**Textauszug**
• • •

Die Angst vor dem neuartigen Coronavirus führt offenbar dazu, dass manche Menschen mit asiatischem Aussehen gemieden oder diskriminiert werden. Unter dem Hashtag #ichbinkeinVirus werden die unschönen Erfahrungen in verschiedenen Social-Media-Plattformen geteilt.
Unter dem Hashtag #ichbinkeinvirus gibt es auf Twitter etliche Tweets von Betroffenen aus verschiedenen Ländern, die sich gegen Anfeindungen und Beleidigungen aufgrund ihres Aussehens wehren, das mit einer vermeintlichen Ansteckungsgefahr in Verbindung gebracht werde.
Doch auch auf anderen Plattformen im Netz berichten Menschen mit asiatischem Aussehen von Diskriminierung und Ausgrenzung. So schreibt zum Beispiel ein Asia-Supermarkt aus Köln auf Facebook, wie eine Mutter mit ihrer Tochter das Geschäft betritt. Die Tochter habe sich auf Anweisung der Mutter ihren Schal vors Gesicht ziehen sollen. Die Tochter habe dann gefragt, ob hier alle Chinesen krank seien. Die Mutter habe keine Antwort gegeben und beide hätten den Laden schnell wieder verlassen.
Auch Nhi Le, freie Journalistin mit vietnamesischen Wurzeln, berichtet von einer Situation in einer Straßenbahn, in der Menschen von ihr abgerückt seien und Platz gemacht hätten.
"Einige Leute sind dann von mir abgerückt, in eine andere Richtung gegangen, haben Platz gemacht. Und ich hab mir erst gedacht, vielleicht ist es einfach nur Zufall, vielleicht haben die aber auch Angst vor mir."
Auf der einen Seite gibt es offenbar diese mal unterschwelligen, mal offenen Ausgrenzungen. Auf der anderen Seite haben die Menschen Angst, sich anzustecken. Selbst wenn diese Angst übertrieben ist, ist sie real. Aber: Was ist noch Angst und was schon Rassismus?
Für Nhi Le ist die Sache klar: Angst vor dem neuen Coronavirus sei das eine, aber alle Asiatinnen und alle Asiaten zu meiden, überschreite definitiv eine Grenze. Nhi Le glaubt, dass manche Menschen die Angst vor Ansteckung dazu nutzen, um ihren schlummernden Rassismus zu äußern.
"Ich glaube aber auch, dass viele den Coronavirus tatsächlich nutzen, um schon so schlummernden Rassismus zu äußern."

• • •

**Aufgabe A**
Entscheide für jede der folgenden Aussagen, ob sie mit dem Text über #ichbinkeinVirus übereinstimmt, und belege jede Antwort mit Ja oder Nein und den entscheidenden Worten des Textes als wörtlichem Zitat. (i) Der Supermarkt, von dem berichtet wird, liegt in Köln. (ii) Die Mutter beantwortete die Frage ihrer Tochter. (iii) Nhi Le hat chinesische Wurzeln.
**Aufgabe B**
Führe den Text über #ichbinkeinVirus nach seinem letzten Satz weiter.

• • •

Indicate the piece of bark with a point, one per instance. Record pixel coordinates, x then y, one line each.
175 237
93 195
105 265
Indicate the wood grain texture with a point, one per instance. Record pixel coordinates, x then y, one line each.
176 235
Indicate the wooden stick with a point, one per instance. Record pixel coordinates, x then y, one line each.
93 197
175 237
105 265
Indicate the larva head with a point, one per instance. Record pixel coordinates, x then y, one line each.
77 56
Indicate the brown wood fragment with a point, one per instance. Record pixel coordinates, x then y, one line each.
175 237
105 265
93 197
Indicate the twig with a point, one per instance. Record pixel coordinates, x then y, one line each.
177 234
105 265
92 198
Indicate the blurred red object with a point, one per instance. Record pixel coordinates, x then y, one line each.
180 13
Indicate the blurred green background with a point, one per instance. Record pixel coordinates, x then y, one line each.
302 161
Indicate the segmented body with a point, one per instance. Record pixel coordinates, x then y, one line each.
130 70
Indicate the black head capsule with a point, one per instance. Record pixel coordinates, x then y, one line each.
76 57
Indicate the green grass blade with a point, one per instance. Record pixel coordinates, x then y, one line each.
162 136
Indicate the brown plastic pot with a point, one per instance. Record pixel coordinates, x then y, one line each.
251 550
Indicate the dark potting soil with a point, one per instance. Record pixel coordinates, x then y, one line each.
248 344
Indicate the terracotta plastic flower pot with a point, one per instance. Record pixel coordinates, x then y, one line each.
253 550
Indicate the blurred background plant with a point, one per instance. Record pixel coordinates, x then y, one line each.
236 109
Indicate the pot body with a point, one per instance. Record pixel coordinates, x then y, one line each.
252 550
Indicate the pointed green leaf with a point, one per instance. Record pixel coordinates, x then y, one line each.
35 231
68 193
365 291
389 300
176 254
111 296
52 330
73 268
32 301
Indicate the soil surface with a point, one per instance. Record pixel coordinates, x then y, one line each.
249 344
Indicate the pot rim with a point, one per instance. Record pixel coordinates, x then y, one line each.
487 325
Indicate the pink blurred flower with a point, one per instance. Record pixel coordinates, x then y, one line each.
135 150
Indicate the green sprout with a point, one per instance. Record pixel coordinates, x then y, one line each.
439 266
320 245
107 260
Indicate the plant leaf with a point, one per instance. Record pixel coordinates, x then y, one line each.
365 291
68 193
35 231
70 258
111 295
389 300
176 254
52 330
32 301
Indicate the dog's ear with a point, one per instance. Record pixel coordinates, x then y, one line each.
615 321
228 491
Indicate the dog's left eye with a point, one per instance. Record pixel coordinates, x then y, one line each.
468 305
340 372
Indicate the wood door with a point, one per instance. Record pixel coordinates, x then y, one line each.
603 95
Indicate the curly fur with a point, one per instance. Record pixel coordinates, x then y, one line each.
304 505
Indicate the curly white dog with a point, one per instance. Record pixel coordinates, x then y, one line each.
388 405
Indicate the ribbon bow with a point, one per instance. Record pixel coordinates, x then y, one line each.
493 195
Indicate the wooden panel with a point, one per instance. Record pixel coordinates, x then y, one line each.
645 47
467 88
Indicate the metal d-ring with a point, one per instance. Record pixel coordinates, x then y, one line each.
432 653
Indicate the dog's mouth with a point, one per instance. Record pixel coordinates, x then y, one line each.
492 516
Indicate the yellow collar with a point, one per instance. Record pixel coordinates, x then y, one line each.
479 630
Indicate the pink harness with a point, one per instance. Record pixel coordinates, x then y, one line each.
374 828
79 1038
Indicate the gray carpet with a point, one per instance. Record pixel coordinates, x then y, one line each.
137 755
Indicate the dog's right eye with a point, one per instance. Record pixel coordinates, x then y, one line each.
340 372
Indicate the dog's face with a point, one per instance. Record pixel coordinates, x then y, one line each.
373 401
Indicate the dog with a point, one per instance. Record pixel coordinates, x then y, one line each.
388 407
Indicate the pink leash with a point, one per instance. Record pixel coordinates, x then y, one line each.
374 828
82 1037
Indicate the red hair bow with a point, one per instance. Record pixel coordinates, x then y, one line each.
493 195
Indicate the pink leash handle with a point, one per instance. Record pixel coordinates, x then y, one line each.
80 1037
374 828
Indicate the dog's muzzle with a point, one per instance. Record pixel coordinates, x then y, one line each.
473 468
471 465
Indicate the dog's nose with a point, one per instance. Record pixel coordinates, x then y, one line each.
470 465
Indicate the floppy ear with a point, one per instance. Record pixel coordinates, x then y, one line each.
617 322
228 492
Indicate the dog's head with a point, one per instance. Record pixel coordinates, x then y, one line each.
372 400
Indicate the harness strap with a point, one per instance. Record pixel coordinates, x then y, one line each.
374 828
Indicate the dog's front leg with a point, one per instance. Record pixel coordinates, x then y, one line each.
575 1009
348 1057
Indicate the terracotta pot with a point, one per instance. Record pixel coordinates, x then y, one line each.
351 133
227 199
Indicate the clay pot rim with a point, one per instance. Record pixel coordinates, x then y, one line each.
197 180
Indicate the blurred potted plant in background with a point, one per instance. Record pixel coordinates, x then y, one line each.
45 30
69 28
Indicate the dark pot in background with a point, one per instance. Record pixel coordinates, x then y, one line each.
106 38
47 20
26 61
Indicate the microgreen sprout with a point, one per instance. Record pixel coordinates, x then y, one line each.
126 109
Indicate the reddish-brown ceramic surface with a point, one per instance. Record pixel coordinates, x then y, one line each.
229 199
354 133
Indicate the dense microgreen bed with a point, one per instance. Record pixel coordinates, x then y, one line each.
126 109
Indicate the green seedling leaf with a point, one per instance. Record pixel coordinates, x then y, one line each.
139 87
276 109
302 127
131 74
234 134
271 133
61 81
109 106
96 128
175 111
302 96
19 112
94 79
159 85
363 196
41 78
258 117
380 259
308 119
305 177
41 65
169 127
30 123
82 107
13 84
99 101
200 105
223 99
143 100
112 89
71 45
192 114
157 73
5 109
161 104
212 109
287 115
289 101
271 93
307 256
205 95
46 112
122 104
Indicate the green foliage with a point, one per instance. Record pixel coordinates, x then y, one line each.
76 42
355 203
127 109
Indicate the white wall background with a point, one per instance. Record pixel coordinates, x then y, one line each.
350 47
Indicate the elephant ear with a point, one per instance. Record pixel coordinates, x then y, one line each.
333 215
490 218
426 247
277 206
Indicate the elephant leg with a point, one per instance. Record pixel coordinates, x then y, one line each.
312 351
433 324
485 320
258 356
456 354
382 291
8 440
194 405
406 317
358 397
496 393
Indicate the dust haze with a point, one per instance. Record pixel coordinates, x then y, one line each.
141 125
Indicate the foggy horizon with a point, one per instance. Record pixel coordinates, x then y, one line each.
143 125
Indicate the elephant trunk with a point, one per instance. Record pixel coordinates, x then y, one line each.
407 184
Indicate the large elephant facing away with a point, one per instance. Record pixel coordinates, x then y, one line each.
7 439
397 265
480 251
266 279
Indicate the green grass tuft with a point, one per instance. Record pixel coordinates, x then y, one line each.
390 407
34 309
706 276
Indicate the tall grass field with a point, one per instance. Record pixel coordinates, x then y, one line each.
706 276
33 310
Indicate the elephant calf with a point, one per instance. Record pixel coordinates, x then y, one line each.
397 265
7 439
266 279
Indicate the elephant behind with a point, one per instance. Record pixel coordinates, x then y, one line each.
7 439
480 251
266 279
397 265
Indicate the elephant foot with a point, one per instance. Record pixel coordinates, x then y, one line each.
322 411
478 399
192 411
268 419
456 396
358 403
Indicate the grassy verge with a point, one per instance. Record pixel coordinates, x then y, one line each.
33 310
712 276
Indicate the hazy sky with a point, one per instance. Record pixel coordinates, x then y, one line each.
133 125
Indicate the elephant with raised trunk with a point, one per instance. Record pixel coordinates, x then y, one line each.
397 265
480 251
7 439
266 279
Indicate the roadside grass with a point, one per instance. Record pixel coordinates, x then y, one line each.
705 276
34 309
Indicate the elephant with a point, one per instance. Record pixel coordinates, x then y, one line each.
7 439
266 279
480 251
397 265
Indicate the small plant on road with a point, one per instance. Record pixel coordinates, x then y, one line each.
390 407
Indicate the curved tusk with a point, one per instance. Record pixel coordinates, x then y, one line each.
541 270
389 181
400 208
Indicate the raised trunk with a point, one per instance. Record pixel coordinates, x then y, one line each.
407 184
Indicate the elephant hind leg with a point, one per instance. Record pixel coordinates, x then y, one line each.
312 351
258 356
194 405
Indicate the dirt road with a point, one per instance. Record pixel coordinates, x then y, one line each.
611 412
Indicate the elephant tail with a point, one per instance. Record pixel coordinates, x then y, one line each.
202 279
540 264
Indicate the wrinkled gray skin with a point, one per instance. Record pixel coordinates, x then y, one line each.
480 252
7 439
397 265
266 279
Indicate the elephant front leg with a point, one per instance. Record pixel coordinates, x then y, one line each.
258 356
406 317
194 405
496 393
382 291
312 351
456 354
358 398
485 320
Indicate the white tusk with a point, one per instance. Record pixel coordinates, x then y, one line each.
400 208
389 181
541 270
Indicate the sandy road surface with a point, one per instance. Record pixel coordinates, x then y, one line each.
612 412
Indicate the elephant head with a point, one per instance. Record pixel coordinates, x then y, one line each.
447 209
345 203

• • •

**Lösung A**
(i) Ja: „ein Asia-Supermarkt aus Köln“
(ii) Nein: „Die Mutter habe keine Antwort gegeben“
(iii) Nein: „freie Journalistin mit vietnamesischen Wurzeln“

**Lösung B**
Lin Hierse ist Redakteurin bei der taz und hat chinesische Wurzeln. Sie berichtet in Deutschlandfunk Kultur, dass der Rassismus gegenüber Chinesen eine lange Geschichte habe – zum Beispiel das Narrativ von der gelben Gefahr, das es schon Ende des 19. Jahrhunderts gab.
Medien haben Mitschuld an der Situation
Auch manche Medien tragen ihren Teil dazu bei, dass sich Narrative oder Klischees in den Köpfen der Menschen verfestigen. So titelt der Spiegel diese Woche mit einem Bild von einem Asiaten mit Atemschutzmaske in fetter gelber Schrift "Made in China".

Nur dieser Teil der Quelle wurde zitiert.